(Stored dataset items):
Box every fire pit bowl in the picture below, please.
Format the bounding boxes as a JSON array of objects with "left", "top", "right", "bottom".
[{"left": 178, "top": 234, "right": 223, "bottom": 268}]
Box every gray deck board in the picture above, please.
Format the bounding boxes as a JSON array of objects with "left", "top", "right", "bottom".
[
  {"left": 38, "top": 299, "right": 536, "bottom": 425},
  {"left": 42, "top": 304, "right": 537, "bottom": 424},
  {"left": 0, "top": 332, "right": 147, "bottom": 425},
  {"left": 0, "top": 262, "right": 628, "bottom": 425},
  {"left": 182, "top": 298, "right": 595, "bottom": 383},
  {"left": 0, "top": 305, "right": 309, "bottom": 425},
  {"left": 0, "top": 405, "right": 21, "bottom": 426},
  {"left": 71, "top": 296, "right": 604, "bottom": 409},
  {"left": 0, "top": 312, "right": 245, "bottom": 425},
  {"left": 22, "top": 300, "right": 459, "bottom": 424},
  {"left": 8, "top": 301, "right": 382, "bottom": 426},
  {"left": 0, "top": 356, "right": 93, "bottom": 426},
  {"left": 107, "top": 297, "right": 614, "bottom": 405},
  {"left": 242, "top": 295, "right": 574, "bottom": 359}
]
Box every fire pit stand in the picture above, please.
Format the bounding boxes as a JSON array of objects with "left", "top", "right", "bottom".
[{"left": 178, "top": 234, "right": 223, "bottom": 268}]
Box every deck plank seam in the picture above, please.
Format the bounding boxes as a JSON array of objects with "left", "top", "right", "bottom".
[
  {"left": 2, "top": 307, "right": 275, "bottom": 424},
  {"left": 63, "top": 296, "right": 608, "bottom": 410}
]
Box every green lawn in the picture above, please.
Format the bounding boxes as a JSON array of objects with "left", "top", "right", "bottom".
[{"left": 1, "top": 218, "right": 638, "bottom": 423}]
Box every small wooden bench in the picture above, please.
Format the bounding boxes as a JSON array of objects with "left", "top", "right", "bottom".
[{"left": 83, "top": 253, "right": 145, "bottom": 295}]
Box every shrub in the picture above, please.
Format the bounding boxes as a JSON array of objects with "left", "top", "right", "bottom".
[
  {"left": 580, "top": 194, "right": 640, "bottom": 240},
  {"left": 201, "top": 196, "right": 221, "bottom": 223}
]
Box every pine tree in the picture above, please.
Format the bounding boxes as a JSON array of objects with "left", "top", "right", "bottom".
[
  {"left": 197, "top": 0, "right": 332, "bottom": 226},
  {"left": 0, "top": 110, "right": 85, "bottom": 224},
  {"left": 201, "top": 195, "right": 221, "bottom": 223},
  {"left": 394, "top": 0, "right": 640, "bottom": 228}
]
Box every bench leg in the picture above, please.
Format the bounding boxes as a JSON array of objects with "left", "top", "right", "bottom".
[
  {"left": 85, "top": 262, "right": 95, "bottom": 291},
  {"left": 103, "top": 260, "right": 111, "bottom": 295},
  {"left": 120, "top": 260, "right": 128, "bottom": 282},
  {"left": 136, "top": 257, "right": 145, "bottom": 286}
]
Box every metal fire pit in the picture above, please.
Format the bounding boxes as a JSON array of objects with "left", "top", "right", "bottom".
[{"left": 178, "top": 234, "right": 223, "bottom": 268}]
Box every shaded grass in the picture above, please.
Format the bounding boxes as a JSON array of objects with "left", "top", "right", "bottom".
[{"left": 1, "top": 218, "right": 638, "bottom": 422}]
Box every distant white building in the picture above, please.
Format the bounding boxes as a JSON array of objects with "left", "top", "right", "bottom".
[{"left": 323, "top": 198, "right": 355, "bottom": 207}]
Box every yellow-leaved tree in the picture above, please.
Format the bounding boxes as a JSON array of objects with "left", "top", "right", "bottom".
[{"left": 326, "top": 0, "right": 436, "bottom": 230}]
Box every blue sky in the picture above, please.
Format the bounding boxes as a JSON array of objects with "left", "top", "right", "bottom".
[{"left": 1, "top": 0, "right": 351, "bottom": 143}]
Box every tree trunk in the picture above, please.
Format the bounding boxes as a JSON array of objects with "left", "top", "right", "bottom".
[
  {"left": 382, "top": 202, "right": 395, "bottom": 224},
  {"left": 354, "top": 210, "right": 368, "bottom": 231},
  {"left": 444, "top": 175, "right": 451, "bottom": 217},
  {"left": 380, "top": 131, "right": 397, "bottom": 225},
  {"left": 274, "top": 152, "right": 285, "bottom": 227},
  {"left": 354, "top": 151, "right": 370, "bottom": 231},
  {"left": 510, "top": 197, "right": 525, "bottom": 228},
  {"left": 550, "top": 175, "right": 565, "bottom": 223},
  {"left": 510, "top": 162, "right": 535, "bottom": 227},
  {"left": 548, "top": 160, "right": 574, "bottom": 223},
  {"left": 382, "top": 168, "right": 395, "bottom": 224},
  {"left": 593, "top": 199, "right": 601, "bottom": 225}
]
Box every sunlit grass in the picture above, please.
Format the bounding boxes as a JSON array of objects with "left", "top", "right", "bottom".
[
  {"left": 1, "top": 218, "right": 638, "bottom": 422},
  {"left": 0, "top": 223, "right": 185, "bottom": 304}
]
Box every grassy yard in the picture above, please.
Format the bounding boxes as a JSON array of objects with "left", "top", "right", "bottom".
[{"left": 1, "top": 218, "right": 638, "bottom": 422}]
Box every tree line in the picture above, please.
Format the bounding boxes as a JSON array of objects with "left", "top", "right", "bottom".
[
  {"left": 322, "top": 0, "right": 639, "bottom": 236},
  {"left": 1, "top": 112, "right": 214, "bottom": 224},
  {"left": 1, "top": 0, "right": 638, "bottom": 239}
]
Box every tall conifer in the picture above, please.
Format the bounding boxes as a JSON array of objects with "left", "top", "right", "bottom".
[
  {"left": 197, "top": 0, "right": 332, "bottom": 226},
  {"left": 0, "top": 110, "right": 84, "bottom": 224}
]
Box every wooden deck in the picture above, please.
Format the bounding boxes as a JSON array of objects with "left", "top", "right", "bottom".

(Task objective): Output all of the data without altering a single line.

(Result of the exercise):
Box every fire pit bowl in the picture below, please.
Format the bounding boxes as a JSON array of objects with "left", "top", "right", "bottom".
[{"left": 178, "top": 234, "right": 223, "bottom": 268}]
Box every gray deck board in the picture above, please.
Format the bounding boxes as a JSON array of objects with "left", "top", "right", "bottom".
[
  {"left": 38, "top": 299, "right": 536, "bottom": 425},
  {"left": 42, "top": 304, "right": 537, "bottom": 424},
  {"left": 0, "top": 332, "right": 147, "bottom": 425},
  {"left": 0, "top": 262, "right": 628, "bottom": 425},
  {"left": 182, "top": 298, "right": 595, "bottom": 383},
  {"left": 0, "top": 305, "right": 309, "bottom": 425},
  {"left": 0, "top": 405, "right": 21, "bottom": 426},
  {"left": 71, "top": 296, "right": 604, "bottom": 409},
  {"left": 0, "top": 312, "right": 245, "bottom": 425},
  {"left": 22, "top": 300, "right": 459, "bottom": 424},
  {"left": 8, "top": 301, "right": 382, "bottom": 426},
  {"left": 0, "top": 356, "right": 93, "bottom": 426},
  {"left": 107, "top": 297, "right": 614, "bottom": 405},
  {"left": 242, "top": 295, "right": 574, "bottom": 359}
]
Box every fire pit stand in the picture above, please.
Format the bounding boxes as a JSON array of objects with "left", "top", "right", "bottom".
[{"left": 178, "top": 234, "right": 223, "bottom": 268}]
Box every deck plank seam in the picture above, please.
Format the bounding boxes as a JSON array of objects with "left", "top", "right", "bottom".
[
  {"left": 2, "top": 307, "right": 275, "bottom": 424},
  {"left": 63, "top": 296, "right": 608, "bottom": 410}
]
Box every green lawn in the picture above, please.
Format the bounding boxes as a JSON array of objects with "left", "top", "right", "bottom".
[{"left": 1, "top": 218, "right": 638, "bottom": 423}]
Box every small wooden bench in the picture above, please.
Format the bounding boxes as a JSON array of objects with "left", "top", "right", "bottom".
[{"left": 83, "top": 253, "right": 145, "bottom": 295}]
Box every shrub in the picture above, please.
Format the bounding boxes as a JSON array of objects with "left", "top", "right", "bottom".
[
  {"left": 580, "top": 194, "right": 640, "bottom": 240},
  {"left": 201, "top": 196, "right": 221, "bottom": 223}
]
Box every pine tree in the picture above, please.
Format the bounding boxes as a JSON array of objects with "left", "top", "right", "bottom".
[
  {"left": 197, "top": 0, "right": 332, "bottom": 226},
  {"left": 0, "top": 110, "right": 85, "bottom": 224},
  {"left": 201, "top": 195, "right": 221, "bottom": 223},
  {"left": 394, "top": 0, "right": 640, "bottom": 228}
]
Box every bench leg in the picture above, please.
Format the bounding boxes as a JSON array of objects with "left", "top", "right", "bottom".
[
  {"left": 85, "top": 262, "right": 95, "bottom": 291},
  {"left": 103, "top": 260, "right": 111, "bottom": 295},
  {"left": 120, "top": 260, "right": 128, "bottom": 282},
  {"left": 136, "top": 257, "right": 145, "bottom": 286}
]
Box every metal fire pit in the picture above, please.
Format the bounding boxes as a JSON array of objects with "left", "top", "right", "bottom".
[{"left": 178, "top": 234, "right": 223, "bottom": 268}]
Box every shaded grass in the picture above, please.
Format the bounding boxes as a JSON array of objects with "left", "top", "right", "bottom".
[{"left": 1, "top": 218, "right": 638, "bottom": 422}]
Box every distant white building in the picture above, please.
Format the bounding boxes as a JSON array of objects with "left", "top", "right", "bottom".
[{"left": 323, "top": 198, "right": 355, "bottom": 207}]
Box every yellow-leaved tree in the picture above, please.
Format the bounding boxes as a JSON array of objects with "left", "top", "right", "bottom".
[{"left": 326, "top": 0, "right": 436, "bottom": 230}]
Box every blue sky in the picture above, please.
Format the bounding boxes as a JSON array of objects with "left", "top", "right", "bottom".
[{"left": 1, "top": 0, "right": 351, "bottom": 143}]
Box every tree trunk in the picture above, please.
Format the bounding boxes as a JSON array of objects with "left", "top", "right", "bottom".
[
  {"left": 382, "top": 202, "right": 395, "bottom": 224},
  {"left": 354, "top": 210, "right": 368, "bottom": 231},
  {"left": 444, "top": 175, "right": 451, "bottom": 217},
  {"left": 380, "top": 131, "right": 397, "bottom": 225},
  {"left": 274, "top": 152, "right": 285, "bottom": 227},
  {"left": 354, "top": 151, "right": 370, "bottom": 231},
  {"left": 510, "top": 197, "right": 525, "bottom": 228},
  {"left": 550, "top": 175, "right": 565, "bottom": 223},
  {"left": 510, "top": 162, "right": 535, "bottom": 227},
  {"left": 548, "top": 160, "right": 574, "bottom": 223},
  {"left": 382, "top": 168, "right": 395, "bottom": 224},
  {"left": 593, "top": 199, "right": 601, "bottom": 225}
]
Box every sunlit grass in the picture above, please.
Format the bounding boxes as a JSON array of objects with "left", "top", "right", "bottom".
[
  {"left": 1, "top": 218, "right": 638, "bottom": 422},
  {"left": 0, "top": 223, "right": 185, "bottom": 304}
]
Box every grassy yard in the picture above, please.
Format the bounding boxes as a JSON array of objects with "left", "top", "right", "bottom".
[{"left": 1, "top": 218, "right": 638, "bottom": 422}]
Box every tree line in the picture above, please.
Format the bounding boxes as a JSON array of objects with "left", "top", "right", "bottom".
[
  {"left": 322, "top": 0, "right": 639, "bottom": 236},
  {"left": 1, "top": 112, "right": 214, "bottom": 224},
  {"left": 1, "top": 0, "right": 638, "bottom": 239}
]
Box every tall conifer in the picture above, please.
Format the bounding boxes as a JSON array of objects with "left", "top", "right", "bottom".
[
  {"left": 197, "top": 0, "right": 332, "bottom": 226},
  {"left": 0, "top": 110, "right": 84, "bottom": 224}
]
Box every wooden deck in the picture above, please.
Format the bounding boxes as a JSON array of objects with "left", "top", "right", "bottom".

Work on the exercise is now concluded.